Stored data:
%%
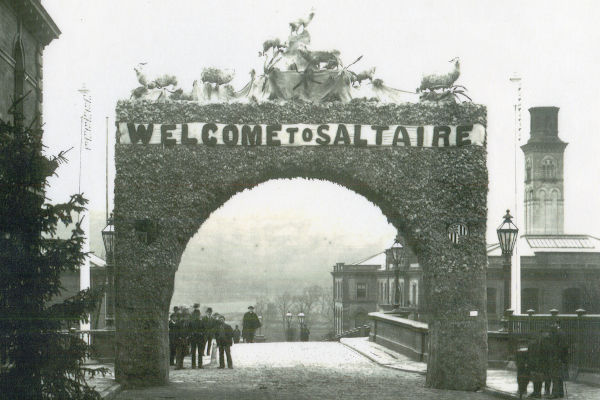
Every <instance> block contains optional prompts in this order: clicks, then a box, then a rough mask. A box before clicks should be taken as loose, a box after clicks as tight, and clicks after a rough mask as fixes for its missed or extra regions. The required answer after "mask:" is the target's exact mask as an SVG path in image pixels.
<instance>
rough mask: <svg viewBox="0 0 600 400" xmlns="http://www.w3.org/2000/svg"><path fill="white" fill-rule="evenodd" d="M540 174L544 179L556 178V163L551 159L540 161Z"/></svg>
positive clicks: (553, 178) (552, 159)
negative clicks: (541, 161)
mask: <svg viewBox="0 0 600 400" xmlns="http://www.w3.org/2000/svg"><path fill="white" fill-rule="evenodd" d="M542 173H543V174H544V179H554V178H556V161H555V160H554V159H553V158H552V157H546V158H544V160H543V161H542Z"/></svg>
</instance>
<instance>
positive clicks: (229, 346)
mask: <svg viewBox="0 0 600 400" xmlns="http://www.w3.org/2000/svg"><path fill="white" fill-rule="evenodd" d="M216 338H217V346H218V347H219V368H221V369H223V368H225V357H224V356H225V355H227V368H233V362H232V361H231V346H233V329H232V328H231V325H228V324H226V323H225V317H224V316H223V315H219V319H218V327H217V330H216Z"/></svg>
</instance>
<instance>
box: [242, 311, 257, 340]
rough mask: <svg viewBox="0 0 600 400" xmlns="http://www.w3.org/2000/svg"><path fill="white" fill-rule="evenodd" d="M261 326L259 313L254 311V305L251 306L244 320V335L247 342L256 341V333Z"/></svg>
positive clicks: (243, 319)
mask: <svg viewBox="0 0 600 400" xmlns="http://www.w3.org/2000/svg"><path fill="white" fill-rule="evenodd" d="M260 327H261V324H260V320H259V319H258V315H256V314H255V313H254V307H252V306H249V307H248V312H247V313H246V314H244V319H243V320H242V337H243V338H244V342H246V343H254V334H255V333H256V330H257V329H258V328H260Z"/></svg>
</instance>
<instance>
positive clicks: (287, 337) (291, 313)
mask: <svg viewBox="0 0 600 400" xmlns="http://www.w3.org/2000/svg"><path fill="white" fill-rule="evenodd" d="M285 321H286V322H287V329H286V330H285V340H286V341H288V342H291V341H292V340H293V337H292V334H293V332H292V313H291V312H289V311H288V312H287V313H286V314H285Z"/></svg>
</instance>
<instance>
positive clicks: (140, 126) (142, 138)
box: [127, 123, 154, 144]
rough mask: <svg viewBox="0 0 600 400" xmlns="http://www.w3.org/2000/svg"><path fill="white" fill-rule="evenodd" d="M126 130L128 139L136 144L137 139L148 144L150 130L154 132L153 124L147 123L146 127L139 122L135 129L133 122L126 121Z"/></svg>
mask: <svg viewBox="0 0 600 400" xmlns="http://www.w3.org/2000/svg"><path fill="white" fill-rule="evenodd" d="M127 130H128V131H129V140H130V141H131V144H136V143H137V142H138V141H139V140H141V141H142V143H143V144H148V143H150V139H151V138H152V132H154V124H148V127H146V126H145V125H142V124H139V125H138V127H137V129H136V128H135V124H133V123H128V124H127Z"/></svg>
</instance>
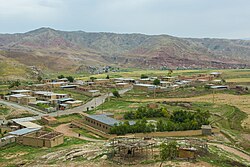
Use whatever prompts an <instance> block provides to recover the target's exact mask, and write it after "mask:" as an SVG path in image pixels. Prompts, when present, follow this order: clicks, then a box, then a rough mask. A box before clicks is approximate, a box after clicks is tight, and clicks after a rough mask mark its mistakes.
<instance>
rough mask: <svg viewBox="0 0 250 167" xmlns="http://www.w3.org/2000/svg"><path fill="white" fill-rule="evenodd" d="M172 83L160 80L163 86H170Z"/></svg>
mask: <svg viewBox="0 0 250 167" xmlns="http://www.w3.org/2000/svg"><path fill="white" fill-rule="evenodd" d="M171 85H172V82H168V81H160V86H162V87H169V86H171Z"/></svg>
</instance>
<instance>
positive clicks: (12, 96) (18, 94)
mask: <svg viewBox="0 0 250 167" xmlns="http://www.w3.org/2000/svg"><path fill="white" fill-rule="evenodd" d="M26 96H27V95H23V94H14V95H10V97H17V98H18V97H26Z"/></svg>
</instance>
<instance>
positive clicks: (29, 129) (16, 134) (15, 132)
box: [9, 128, 41, 136]
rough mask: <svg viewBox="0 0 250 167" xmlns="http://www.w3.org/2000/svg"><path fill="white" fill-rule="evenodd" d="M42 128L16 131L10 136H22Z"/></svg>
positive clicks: (9, 133)
mask: <svg viewBox="0 0 250 167" xmlns="http://www.w3.org/2000/svg"><path fill="white" fill-rule="evenodd" d="M40 129H41V128H23V129H19V130H16V131H12V132H9V134H10V135H16V136H22V135H25V134H28V133H31V132H35V131H38V130H40Z"/></svg>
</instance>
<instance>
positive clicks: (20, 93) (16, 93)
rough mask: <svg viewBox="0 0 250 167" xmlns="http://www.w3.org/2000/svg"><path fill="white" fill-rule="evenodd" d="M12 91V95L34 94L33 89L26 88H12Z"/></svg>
%%
Directions: All lines from the start of the entries above through the line containing "326L259 313L254 311V305L251" are to be given again exactly; the pictures are not.

Response for this exercise:
Every <instance> block contains optional prompts in this order: clicks, then a box, then a rough mask. A box before clicks should be taken as loose, a box after clicks as tight, and clicks after a rough mask as fixes for its missed or extra regions. The required answer after "mask:" is the target's exact mask as an SVG path in image pixels.
<instance>
rough mask: <svg viewBox="0 0 600 400" xmlns="http://www.w3.org/2000/svg"><path fill="white" fill-rule="evenodd" d="M540 174L544 179L556 178V163L551 159L540 161Z"/></svg>
positive clicks: (553, 178) (552, 159)
negative clicks: (541, 161)
mask: <svg viewBox="0 0 600 400" xmlns="http://www.w3.org/2000/svg"><path fill="white" fill-rule="evenodd" d="M542 173H543V174H544V179H554V178H556V161H555V160H554V159H553V158H552V157H546V158H544V160H543V161H542Z"/></svg>
</instance>
<instance>
positive clicks: (229, 346)
mask: <svg viewBox="0 0 600 400" xmlns="http://www.w3.org/2000/svg"><path fill="white" fill-rule="evenodd" d="M216 338H217V346H218V347H219V368H221V369H223V368H225V357H224V356H225V355H227V368H233V362H232V361H231V346H233V329H232V328H231V325H228V324H226V323H225V317H224V316H223V315H219V319H218V327H217V330H216Z"/></svg>
</instance>
<instance>
box: [242, 311, 257, 340]
rough mask: <svg viewBox="0 0 600 400" xmlns="http://www.w3.org/2000/svg"><path fill="white" fill-rule="evenodd" d="M261 326L259 313L254 311V305L251 306L244 320V335L247 342L256 341V333Z"/></svg>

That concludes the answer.